◆ **Stated task 1**
Output the lines of the listing below exactly as they appear, from the line containing "Where can you spot the bin lid" through the line containing "pixel 495 287", including both of those lines.

◆ **Page text**

The essay attempts to address the task by discussing both the benefits and risks of space exploration. However, the response is not fully developed, and the argumentation lacks depth. The writer only partially agrees and disagrees but does not clearly explain the extent to which they agree or disagree. More specific examples and detailed explanations would improve the task response.
The essay lacks clear organization and logical progression. Ideas are not clearly linked, and transitions between sentences and paragraphs are weak. The introduction does not clearly state the position, and the conclusion does not effectively summarize the main points. Improved paragraph structure and use of cohesive devices are needed.
The essay uses a range of vocabulary related to the topic but lacks precision and variety in expression. Some vocabulary is used incorrectly, such as 'bring about' and 'sciencetist.' There are attempts to use less common lexical items, but with occasional errors. More precise and varied vocabulary would enhance the essay.

◆ **The input**
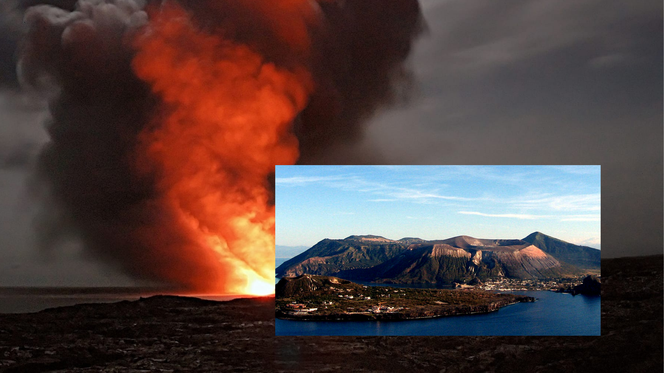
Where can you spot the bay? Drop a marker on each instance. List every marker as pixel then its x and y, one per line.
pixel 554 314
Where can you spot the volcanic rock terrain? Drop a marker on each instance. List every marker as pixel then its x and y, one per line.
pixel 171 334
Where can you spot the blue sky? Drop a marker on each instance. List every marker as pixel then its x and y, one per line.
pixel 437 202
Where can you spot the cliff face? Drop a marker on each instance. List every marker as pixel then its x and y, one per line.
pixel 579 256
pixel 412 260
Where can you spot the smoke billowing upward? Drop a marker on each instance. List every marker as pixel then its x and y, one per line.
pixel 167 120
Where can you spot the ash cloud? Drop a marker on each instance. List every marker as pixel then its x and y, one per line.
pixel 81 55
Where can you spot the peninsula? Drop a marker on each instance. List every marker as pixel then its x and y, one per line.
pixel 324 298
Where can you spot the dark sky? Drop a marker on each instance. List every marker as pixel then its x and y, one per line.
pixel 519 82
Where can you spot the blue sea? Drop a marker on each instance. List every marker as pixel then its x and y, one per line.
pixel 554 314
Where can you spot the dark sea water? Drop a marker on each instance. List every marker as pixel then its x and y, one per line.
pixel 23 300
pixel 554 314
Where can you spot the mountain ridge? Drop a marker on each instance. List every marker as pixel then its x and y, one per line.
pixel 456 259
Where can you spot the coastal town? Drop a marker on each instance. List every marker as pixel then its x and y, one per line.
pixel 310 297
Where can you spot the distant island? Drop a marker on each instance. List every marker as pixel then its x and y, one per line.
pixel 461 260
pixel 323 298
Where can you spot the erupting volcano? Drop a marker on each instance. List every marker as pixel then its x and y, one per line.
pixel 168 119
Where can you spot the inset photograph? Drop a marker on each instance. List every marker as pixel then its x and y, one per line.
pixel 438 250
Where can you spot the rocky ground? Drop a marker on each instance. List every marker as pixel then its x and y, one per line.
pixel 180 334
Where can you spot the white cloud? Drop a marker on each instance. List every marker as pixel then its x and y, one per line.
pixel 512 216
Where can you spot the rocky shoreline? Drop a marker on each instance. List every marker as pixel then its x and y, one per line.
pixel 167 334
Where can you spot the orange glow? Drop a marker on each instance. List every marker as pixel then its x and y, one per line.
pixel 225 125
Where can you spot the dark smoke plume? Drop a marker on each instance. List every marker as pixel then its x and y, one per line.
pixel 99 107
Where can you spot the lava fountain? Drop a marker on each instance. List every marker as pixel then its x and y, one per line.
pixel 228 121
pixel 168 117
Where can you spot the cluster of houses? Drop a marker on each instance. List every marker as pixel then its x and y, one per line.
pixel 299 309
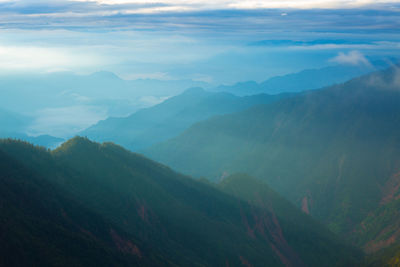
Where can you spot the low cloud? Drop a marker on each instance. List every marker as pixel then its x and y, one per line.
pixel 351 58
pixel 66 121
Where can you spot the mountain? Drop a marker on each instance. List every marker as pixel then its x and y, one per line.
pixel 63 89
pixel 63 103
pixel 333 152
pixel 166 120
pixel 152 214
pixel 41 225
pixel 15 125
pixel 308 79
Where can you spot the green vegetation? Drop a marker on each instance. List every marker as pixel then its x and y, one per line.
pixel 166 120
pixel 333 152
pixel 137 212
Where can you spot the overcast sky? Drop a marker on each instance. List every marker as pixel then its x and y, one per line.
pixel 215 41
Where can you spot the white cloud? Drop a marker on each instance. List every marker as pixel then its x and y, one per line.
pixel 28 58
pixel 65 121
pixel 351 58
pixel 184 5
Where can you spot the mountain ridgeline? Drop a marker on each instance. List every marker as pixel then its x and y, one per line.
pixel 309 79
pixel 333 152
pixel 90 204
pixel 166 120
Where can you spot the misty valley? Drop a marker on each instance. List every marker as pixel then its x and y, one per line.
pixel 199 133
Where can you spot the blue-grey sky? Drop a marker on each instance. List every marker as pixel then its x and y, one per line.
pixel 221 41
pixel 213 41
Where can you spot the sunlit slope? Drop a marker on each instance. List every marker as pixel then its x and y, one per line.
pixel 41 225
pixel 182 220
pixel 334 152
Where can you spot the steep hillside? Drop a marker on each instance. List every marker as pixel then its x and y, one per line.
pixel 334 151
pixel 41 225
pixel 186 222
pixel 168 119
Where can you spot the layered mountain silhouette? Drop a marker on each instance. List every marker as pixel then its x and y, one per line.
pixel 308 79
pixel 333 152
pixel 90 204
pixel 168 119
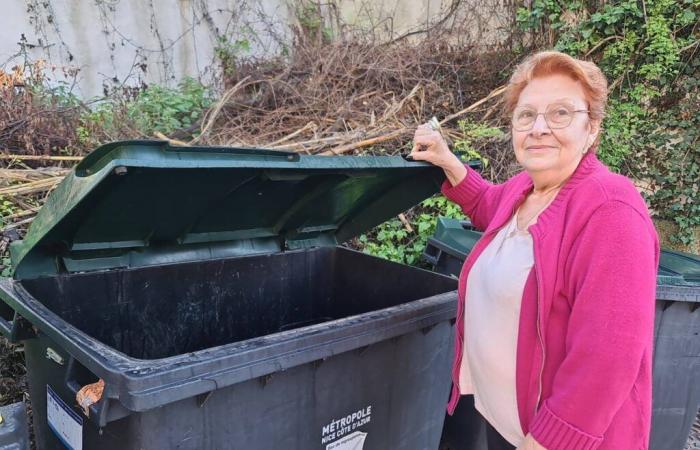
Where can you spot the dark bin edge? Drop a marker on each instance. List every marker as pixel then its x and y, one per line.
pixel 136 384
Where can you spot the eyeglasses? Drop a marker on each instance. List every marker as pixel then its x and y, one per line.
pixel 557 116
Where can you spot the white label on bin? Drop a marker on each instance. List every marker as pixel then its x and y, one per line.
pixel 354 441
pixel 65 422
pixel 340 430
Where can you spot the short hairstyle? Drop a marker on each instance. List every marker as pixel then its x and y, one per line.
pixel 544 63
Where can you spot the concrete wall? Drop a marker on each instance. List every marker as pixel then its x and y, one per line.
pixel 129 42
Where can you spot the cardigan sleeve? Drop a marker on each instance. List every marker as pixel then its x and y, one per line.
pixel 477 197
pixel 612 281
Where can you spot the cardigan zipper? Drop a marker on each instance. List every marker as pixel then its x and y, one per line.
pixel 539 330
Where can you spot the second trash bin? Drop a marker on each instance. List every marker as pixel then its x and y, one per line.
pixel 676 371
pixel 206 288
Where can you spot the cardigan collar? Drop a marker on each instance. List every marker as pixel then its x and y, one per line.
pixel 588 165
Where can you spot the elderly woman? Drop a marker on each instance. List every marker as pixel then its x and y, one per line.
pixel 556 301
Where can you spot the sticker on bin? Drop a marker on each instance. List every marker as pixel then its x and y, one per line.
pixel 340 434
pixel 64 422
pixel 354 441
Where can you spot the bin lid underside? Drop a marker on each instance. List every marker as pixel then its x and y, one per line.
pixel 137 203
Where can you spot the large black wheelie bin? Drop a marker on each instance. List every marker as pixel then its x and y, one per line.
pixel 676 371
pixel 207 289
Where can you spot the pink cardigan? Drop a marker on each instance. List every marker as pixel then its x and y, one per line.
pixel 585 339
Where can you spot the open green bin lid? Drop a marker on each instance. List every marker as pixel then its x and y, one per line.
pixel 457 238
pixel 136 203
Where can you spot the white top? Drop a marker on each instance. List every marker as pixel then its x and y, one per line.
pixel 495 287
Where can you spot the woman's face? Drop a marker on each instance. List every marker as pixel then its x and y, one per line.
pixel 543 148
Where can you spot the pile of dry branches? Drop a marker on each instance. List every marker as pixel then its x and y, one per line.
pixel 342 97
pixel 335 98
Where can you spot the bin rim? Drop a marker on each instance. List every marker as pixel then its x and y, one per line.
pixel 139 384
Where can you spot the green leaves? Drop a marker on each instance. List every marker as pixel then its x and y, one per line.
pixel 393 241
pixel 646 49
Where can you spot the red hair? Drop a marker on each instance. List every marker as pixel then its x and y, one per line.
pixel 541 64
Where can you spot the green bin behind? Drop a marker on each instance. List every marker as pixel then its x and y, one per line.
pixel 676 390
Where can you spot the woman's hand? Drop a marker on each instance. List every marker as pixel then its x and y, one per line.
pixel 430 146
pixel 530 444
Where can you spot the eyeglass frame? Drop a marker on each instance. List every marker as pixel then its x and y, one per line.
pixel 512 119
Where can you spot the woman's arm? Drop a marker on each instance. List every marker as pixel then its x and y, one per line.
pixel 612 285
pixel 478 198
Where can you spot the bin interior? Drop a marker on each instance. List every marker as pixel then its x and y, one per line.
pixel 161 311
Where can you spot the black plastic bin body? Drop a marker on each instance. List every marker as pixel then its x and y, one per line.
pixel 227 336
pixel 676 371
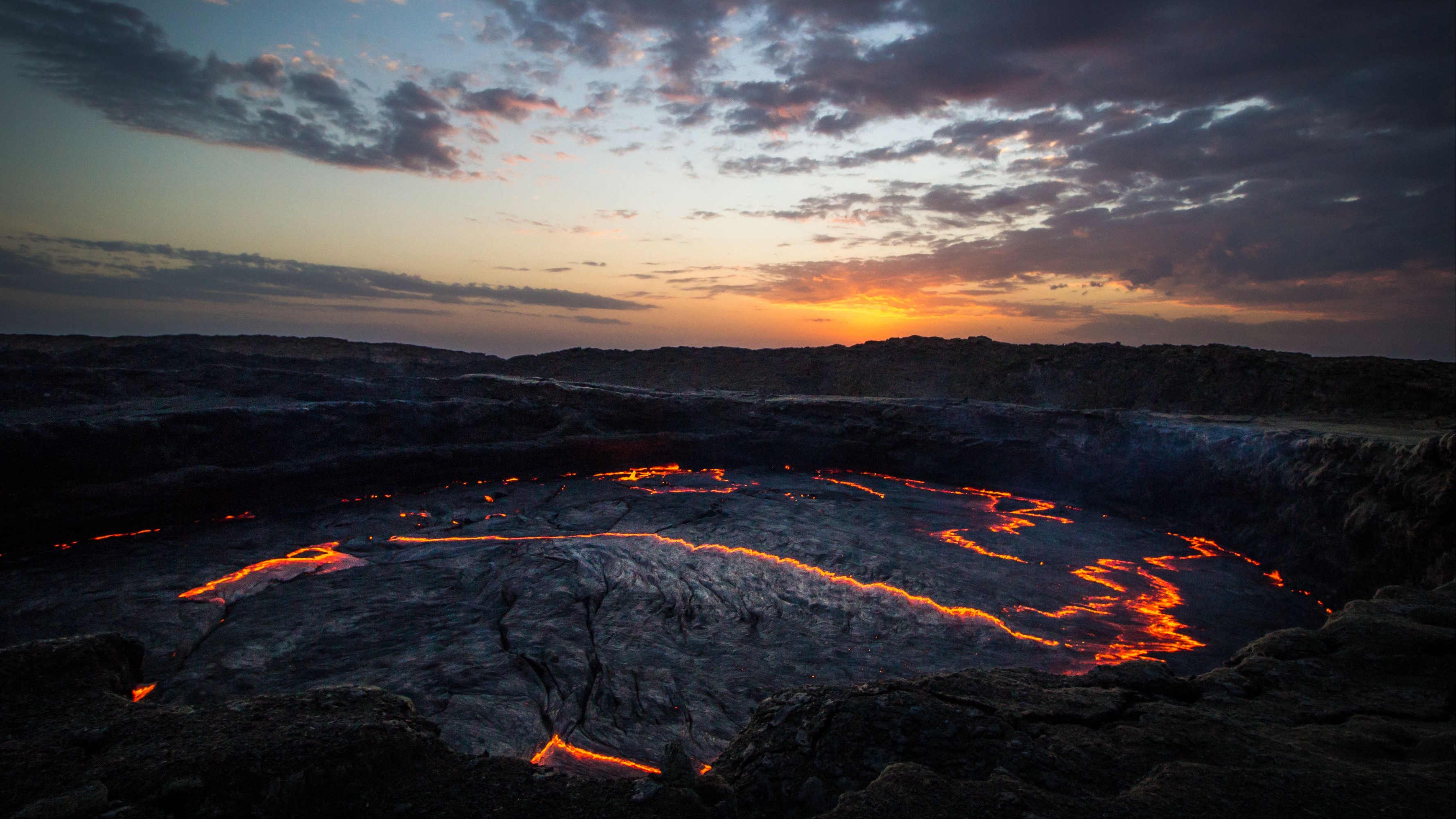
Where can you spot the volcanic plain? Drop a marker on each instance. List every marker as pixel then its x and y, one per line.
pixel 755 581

◆ **Stated task 2**
Return the full essay feedback above word for word.

◆ **Correct result 1**
Where can you spot the bin lid underside? Drop a marker on each instance. List every marker as pixel then its x and y, one per line.
pixel 137 203
Where can you spot the large black wheelie bin? Drop a marker on each instance. List every marker as pixel then its x and y, one per line.
pixel 676 371
pixel 207 289
Where can you spot the pink cardigan? Drop a marker on each instance. List every marker as pixel then its x and y, one per line.
pixel 585 339
Where can you spot the open green bin lid? Drop a marker on each instance. List every marker as pixel then its x and y, one per line.
pixel 457 238
pixel 136 203
Where can you spot the white top? Drop a marker on each instance. List every marker as pixel then its x and y, one per line.
pixel 495 287

◆ **Correct result 2**
The essay attempts to address the task by discussing both the benefits and risks of space exploration. However, the response is not fully developed, and the argumentation lacks depth. The writer only partially agrees and disagrees but does not clearly explain the extent to which they agree or disagree. More specific examples and detailed explanations would improve the task response.
The essay lacks clear organization and logical progression. Ideas are not clearly linked, and transitions between sentences and paragraphs are weak. The introduction does not clearly state the position, and the conclusion does not effectively summarize the main points. Improved paragraph structure and use of cohesive devices are needed.
The essay uses a range of vocabulary related to the topic but lacks precision and variety in expression. Some vocabulary is used incorrectly, such as 'bring about' and 'sciencetist.' There are attempts to use less common lexical items, but with occasional errors. More precise and varied vocabulary would enhance the essay.